◆ Written instruction:
Extract the full set of records that follows, word for word.

Entries for bounding box labeling
------------

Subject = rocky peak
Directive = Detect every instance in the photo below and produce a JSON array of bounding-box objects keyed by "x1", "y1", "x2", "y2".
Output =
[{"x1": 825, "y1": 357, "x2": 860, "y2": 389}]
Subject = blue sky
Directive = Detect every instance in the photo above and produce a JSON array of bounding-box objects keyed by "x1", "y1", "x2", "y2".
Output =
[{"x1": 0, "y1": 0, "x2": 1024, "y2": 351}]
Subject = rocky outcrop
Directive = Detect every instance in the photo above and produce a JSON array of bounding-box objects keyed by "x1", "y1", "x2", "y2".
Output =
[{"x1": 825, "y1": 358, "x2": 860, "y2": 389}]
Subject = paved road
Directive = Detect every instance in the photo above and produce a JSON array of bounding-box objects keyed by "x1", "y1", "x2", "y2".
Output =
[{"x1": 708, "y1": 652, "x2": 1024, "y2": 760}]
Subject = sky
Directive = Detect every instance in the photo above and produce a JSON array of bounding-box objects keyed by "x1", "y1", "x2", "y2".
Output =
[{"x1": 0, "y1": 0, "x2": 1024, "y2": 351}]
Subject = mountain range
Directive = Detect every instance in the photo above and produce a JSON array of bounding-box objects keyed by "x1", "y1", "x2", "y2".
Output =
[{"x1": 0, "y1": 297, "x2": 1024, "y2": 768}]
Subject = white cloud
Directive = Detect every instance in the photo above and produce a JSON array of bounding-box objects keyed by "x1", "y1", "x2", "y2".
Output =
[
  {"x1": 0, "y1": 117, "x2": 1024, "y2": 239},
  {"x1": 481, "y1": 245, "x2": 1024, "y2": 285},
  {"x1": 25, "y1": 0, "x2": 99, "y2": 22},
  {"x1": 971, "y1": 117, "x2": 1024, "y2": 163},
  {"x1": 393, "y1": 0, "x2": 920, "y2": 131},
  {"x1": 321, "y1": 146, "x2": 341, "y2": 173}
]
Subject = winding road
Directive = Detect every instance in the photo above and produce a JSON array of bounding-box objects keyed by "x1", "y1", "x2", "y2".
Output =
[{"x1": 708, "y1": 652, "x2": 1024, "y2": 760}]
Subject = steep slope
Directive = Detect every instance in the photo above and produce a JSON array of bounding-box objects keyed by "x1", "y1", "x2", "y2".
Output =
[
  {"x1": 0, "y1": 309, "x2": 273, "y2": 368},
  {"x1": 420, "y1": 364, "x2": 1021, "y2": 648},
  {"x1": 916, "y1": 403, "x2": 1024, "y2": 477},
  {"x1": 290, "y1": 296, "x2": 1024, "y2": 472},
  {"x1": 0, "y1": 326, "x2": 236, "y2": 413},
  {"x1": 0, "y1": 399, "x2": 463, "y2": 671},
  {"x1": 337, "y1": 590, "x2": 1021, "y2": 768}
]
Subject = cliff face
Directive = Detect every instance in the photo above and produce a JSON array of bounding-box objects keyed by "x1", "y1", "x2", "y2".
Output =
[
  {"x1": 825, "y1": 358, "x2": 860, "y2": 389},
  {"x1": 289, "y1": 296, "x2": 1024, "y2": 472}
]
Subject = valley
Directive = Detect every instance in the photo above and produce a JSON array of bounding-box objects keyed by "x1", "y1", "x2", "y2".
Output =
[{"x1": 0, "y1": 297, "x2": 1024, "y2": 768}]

------------

◆ Reply to the exercise:
Subject = rocky peak
Directive = Detect every instance in the photo below and produce a JSON array of bounding-box objects keyed by "x1", "y1", "x2", "y2".
Output =
[{"x1": 825, "y1": 357, "x2": 860, "y2": 389}]
Subject = blue sky
Directive = Detect every instance in the photo above and produce a JSON array of bounding-box objects keyed by "x1", "y1", "x2", "y2".
Output =
[{"x1": 0, "y1": 0, "x2": 1024, "y2": 351}]
Subject = rocky outcrop
Directive = Detect every instance in the photo above and produce a JSON array of bounding-box objects keyed by "x1", "y1", "x2", "y2".
Output =
[{"x1": 825, "y1": 358, "x2": 860, "y2": 389}]
Subject = paved road
Directive = Detect every instance in the photo above and produce a JSON array of bounding-box objects keyed by "x1", "y1", "x2", "y2".
Output =
[{"x1": 708, "y1": 652, "x2": 1024, "y2": 760}]
Subject = sky
Directive = Detect every instance in the photo above and produce a JSON array of bounding-box objects keyed by "x1", "y1", "x2", "y2".
Output =
[{"x1": 0, "y1": 0, "x2": 1024, "y2": 351}]
Subject = mountain range
Directive = Detect every instance in the photo above and produce a JSON array of bounding-box objects keyed by "x1", "y1", "x2", "y2".
Output =
[{"x1": 0, "y1": 297, "x2": 1024, "y2": 768}]
Subject = white cloud
Directive = Detect every instance in the photo above and produce a JSON array of bounding-box objects keyed by "x1", "y1", "x2", "y2".
Output =
[
  {"x1": 0, "y1": 117, "x2": 1024, "y2": 239},
  {"x1": 481, "y1": 245, "x2": 1024, "y2": 285},
  {"x1": 25, "y1": 0, "x2": 99, "y2": 22},
  {"x1": 971, "y1": 117, "x2": 1024, "y2": 163},
  {"x1": 393, "y1": 0, "x2": 920, "y2": 131},
  {"x1": 321, "y1": 146, "x2": 341, "y2": 173}
]
Subject = winding road
Directive = Detect every instance in the photo above and produce a JSON array of bounding-box objects keyed by "x1", "y1", "x2", "y2".
Output =
[{"x1": 708, "y1": 652, "x2": 1024, "y2": 760}]
Subject = steep slope
Directive = Detect every instance in the photo above and produce a JSON array of bounding-box objects keyed by "x1", "y1", "x2", "y2".
Output =
[
  {"x1": 0, "y1": 309, "x2": 273, "y2": 368},
  {"x1": 420, "y1": 364, "x2": 1021, "y2": 648},
  {"x1": 916, "y1": 403, "x2": 1024, "y2": 477},
  {"x1": 290, "y1": 296, "x2": 1024, "y2": 472},
  {"x1": 0, "y1": 326, "x2": 236, "y2": 413},
  {"x1": 0, "y1": 399, "x2": 463, "y2": 671},
  {"x1": 337, "y1": 590, "x2": 1021, "y2": 768}
]
Subject = cliff face
Directive = Detect every instance in the photo above and produce a JSON array of bounding-box objects keyed by "x1", "y1", "x2", "y2".
Output =
[
  {"x1": 825, "y1": 358, "x2": 860, "y2": 389},
  {"x1": 289, "y1": 296, "x2": 1024, "y2": 472}
]
Subject = valley
Directive = Detect every instance in the photo above and produce a JSON array of bounding-box objects keyed by "x1", "y1", "x2", "y2".
Output =
[{"x1": 0, "y1": 297, "x2": 1024, "y2": 768}]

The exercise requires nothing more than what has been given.